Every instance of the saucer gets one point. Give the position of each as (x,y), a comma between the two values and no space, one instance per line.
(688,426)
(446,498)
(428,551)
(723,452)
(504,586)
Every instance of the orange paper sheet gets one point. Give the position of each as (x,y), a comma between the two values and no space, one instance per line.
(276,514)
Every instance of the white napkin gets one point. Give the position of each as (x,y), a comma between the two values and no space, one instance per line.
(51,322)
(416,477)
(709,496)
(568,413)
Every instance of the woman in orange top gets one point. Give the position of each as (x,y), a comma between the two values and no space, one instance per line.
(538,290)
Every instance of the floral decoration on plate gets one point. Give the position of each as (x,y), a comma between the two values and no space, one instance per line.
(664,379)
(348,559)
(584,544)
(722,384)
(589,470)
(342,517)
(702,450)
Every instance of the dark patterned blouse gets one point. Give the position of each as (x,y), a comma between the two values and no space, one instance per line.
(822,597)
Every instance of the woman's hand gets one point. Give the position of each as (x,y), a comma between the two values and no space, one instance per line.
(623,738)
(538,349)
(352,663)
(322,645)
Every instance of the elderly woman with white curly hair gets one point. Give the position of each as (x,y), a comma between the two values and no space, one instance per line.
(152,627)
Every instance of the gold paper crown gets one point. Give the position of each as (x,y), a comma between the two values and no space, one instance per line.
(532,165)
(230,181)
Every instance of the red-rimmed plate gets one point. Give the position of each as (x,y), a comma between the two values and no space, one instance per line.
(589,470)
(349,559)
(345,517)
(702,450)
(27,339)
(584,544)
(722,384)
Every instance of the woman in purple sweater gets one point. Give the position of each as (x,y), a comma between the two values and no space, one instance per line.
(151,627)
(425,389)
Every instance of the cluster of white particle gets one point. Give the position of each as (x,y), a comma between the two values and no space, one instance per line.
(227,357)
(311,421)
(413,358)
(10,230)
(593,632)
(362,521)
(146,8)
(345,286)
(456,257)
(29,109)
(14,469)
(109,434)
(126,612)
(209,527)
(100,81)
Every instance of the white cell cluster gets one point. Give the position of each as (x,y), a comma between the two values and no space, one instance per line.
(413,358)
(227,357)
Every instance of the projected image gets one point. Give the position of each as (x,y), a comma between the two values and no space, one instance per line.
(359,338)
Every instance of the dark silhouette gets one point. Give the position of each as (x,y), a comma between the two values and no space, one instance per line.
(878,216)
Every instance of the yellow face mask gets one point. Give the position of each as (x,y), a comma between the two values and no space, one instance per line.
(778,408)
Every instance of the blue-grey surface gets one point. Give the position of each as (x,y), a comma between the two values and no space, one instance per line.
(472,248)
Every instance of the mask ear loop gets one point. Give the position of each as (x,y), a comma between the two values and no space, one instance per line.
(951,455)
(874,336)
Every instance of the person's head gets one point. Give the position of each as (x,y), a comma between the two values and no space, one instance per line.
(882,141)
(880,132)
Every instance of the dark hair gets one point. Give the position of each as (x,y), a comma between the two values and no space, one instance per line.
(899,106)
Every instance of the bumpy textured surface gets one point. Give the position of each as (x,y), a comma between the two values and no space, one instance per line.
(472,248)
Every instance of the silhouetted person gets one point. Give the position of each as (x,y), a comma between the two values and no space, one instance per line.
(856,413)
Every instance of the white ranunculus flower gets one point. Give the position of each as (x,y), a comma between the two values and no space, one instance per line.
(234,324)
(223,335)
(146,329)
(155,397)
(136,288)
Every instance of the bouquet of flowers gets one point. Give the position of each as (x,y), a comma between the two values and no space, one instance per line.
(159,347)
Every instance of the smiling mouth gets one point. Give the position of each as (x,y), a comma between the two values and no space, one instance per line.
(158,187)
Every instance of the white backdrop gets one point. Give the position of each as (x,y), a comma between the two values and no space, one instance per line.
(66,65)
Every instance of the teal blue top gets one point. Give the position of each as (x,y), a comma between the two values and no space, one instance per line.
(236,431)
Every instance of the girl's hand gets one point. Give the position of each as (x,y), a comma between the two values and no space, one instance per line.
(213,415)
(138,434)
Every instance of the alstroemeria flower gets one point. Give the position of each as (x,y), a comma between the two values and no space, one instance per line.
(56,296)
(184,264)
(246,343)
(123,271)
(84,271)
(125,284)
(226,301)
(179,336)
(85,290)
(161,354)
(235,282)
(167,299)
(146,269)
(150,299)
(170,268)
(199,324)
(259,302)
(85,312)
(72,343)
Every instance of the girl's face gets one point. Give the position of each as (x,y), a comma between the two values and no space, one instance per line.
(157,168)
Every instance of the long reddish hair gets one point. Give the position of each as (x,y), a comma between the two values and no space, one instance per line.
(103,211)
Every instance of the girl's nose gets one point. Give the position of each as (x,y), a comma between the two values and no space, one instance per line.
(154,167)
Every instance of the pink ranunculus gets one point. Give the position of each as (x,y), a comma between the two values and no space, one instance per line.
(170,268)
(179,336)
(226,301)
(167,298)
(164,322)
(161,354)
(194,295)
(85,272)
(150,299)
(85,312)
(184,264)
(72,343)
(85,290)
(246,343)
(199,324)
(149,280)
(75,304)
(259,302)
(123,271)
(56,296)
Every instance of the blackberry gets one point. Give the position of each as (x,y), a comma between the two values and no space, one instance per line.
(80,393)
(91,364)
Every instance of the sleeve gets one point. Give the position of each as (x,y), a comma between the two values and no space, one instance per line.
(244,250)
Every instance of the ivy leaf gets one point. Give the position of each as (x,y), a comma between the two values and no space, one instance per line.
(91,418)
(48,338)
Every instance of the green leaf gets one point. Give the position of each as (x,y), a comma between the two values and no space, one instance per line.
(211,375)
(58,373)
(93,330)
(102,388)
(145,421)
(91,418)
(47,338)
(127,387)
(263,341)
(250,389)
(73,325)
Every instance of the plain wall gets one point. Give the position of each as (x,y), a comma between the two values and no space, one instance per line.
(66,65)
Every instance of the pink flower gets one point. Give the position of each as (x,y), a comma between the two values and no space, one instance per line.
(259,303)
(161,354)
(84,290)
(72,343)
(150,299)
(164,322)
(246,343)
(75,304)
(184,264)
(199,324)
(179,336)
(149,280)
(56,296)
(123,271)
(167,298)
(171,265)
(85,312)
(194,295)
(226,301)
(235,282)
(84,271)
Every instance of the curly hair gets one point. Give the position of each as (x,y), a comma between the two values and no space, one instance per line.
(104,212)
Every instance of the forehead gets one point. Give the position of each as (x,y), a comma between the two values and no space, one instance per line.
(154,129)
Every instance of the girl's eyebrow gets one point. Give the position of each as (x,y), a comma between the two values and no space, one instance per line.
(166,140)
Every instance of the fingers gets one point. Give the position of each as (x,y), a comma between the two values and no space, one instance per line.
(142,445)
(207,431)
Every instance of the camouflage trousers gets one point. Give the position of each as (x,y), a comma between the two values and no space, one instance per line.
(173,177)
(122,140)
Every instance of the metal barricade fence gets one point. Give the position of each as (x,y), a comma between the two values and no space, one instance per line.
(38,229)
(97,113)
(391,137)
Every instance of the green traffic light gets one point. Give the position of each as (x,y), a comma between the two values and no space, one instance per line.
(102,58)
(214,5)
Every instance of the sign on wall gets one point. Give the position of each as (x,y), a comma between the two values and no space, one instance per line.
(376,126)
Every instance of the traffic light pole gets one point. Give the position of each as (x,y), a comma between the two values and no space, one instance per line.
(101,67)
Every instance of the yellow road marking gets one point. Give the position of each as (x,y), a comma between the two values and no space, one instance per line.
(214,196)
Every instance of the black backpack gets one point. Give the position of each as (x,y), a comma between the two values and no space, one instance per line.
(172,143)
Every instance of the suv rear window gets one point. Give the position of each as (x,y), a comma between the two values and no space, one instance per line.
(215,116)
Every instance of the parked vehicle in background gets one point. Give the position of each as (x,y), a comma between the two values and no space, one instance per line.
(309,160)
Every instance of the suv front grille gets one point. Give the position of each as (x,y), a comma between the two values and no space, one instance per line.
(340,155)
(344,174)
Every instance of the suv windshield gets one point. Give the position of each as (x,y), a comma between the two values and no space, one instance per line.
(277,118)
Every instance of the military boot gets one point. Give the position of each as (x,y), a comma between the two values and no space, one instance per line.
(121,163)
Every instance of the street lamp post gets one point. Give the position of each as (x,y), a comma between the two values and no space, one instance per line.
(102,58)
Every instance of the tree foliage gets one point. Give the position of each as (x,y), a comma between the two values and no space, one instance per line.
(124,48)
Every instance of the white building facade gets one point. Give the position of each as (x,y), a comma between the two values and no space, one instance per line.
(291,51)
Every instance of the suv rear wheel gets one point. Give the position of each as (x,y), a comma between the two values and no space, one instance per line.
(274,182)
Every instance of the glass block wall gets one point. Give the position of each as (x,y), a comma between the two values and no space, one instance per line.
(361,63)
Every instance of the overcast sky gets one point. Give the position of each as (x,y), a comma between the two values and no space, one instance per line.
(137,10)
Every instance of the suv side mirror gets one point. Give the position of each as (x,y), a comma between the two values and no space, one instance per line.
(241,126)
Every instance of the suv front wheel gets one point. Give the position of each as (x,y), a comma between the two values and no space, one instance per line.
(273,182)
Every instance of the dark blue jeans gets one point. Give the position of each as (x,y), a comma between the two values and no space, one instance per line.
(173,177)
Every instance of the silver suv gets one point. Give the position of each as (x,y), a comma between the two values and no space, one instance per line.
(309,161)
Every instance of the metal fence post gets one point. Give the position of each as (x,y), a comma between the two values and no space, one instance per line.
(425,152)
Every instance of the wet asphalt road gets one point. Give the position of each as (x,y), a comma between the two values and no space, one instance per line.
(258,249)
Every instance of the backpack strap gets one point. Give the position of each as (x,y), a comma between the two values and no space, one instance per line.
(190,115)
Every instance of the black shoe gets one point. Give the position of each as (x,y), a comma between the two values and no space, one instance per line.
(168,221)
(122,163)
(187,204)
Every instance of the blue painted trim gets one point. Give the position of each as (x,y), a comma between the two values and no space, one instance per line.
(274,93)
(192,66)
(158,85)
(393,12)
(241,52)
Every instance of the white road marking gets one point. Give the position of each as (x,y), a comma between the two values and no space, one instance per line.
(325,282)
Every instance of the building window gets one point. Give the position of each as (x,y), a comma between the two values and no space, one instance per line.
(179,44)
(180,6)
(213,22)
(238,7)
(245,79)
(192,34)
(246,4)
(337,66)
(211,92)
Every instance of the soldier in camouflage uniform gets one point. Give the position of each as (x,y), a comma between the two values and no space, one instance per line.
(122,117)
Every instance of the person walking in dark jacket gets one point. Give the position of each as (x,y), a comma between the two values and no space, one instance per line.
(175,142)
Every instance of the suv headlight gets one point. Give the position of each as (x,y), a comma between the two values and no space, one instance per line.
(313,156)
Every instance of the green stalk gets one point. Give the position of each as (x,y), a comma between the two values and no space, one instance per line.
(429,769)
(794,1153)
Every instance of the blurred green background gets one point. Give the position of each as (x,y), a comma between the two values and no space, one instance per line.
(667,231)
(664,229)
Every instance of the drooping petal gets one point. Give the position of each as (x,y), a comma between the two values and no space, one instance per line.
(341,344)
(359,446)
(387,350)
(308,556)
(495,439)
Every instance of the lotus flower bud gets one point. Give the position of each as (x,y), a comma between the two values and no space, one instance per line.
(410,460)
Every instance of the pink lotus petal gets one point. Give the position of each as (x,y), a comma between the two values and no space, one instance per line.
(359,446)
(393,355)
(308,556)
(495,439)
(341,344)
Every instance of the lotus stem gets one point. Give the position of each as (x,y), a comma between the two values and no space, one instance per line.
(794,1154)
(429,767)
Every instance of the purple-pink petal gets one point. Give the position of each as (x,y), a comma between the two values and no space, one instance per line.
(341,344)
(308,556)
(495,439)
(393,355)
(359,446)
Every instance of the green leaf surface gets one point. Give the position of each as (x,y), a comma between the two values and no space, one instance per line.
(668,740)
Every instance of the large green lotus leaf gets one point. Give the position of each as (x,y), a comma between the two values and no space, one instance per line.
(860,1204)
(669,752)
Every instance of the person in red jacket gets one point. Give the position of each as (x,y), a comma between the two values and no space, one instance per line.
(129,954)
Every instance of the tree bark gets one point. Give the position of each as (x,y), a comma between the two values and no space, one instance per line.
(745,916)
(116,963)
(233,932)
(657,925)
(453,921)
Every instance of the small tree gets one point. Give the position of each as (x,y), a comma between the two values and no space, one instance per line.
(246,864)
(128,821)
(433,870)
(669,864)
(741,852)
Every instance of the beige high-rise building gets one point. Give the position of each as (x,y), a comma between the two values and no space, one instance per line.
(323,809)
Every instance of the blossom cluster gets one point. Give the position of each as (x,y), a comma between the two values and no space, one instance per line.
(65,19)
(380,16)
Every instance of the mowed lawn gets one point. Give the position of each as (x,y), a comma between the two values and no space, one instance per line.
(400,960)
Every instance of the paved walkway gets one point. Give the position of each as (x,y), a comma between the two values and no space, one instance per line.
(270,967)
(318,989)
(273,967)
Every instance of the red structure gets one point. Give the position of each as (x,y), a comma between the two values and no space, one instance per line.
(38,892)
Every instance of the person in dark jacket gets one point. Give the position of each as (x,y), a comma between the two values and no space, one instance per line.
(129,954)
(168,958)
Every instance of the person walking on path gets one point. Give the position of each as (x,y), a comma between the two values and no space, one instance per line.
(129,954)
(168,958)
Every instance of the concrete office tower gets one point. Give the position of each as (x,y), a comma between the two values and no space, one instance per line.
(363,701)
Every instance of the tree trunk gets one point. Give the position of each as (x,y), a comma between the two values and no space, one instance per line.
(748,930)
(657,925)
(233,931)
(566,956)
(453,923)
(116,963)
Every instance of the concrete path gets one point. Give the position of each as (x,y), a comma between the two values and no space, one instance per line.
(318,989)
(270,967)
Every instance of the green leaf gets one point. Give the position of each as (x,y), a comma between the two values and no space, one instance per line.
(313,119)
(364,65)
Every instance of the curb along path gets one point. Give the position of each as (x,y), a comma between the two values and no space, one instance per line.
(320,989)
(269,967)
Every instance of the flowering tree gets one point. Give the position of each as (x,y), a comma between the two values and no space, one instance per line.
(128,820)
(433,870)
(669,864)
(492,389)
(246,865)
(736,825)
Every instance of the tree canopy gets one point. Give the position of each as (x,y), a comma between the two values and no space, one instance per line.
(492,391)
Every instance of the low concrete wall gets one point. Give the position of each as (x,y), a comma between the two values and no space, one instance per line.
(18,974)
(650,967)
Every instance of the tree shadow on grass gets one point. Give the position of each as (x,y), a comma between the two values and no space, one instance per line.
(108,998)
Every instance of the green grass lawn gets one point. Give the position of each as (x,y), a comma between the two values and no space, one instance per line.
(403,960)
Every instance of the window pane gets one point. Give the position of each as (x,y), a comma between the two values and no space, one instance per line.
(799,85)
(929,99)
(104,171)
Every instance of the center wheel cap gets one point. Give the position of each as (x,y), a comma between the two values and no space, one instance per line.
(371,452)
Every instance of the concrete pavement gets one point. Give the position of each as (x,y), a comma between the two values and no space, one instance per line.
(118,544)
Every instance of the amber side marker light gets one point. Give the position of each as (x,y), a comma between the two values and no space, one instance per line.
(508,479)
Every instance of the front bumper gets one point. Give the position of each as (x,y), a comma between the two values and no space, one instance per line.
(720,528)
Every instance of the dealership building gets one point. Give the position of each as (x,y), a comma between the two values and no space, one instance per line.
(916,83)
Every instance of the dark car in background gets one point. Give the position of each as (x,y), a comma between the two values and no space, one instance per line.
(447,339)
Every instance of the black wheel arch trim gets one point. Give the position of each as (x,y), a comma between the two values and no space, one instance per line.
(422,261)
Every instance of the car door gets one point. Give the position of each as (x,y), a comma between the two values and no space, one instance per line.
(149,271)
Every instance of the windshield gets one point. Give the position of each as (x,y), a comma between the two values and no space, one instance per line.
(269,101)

WHAT IS EXPECTED
Copy, character for character, the lines from the line that holds "Every instance of the black wheel" through the final line of the records above.

SOLUTION FOR THIS PROBLEM
Every instance of the black wheel arch trim gets one point. Give the position of each as (x,y), a comma between the two values and no space, one instance per line.
(422,261)
Every instance of the car door gets one point. Give the position of each as (x,y), a comma between the two values and no space, one instance per line.
(149,271)
Every instance of the windshield gets one point. Give the position of each as (x,y), a comma between the two values and no space, one instance per line.
(269,101)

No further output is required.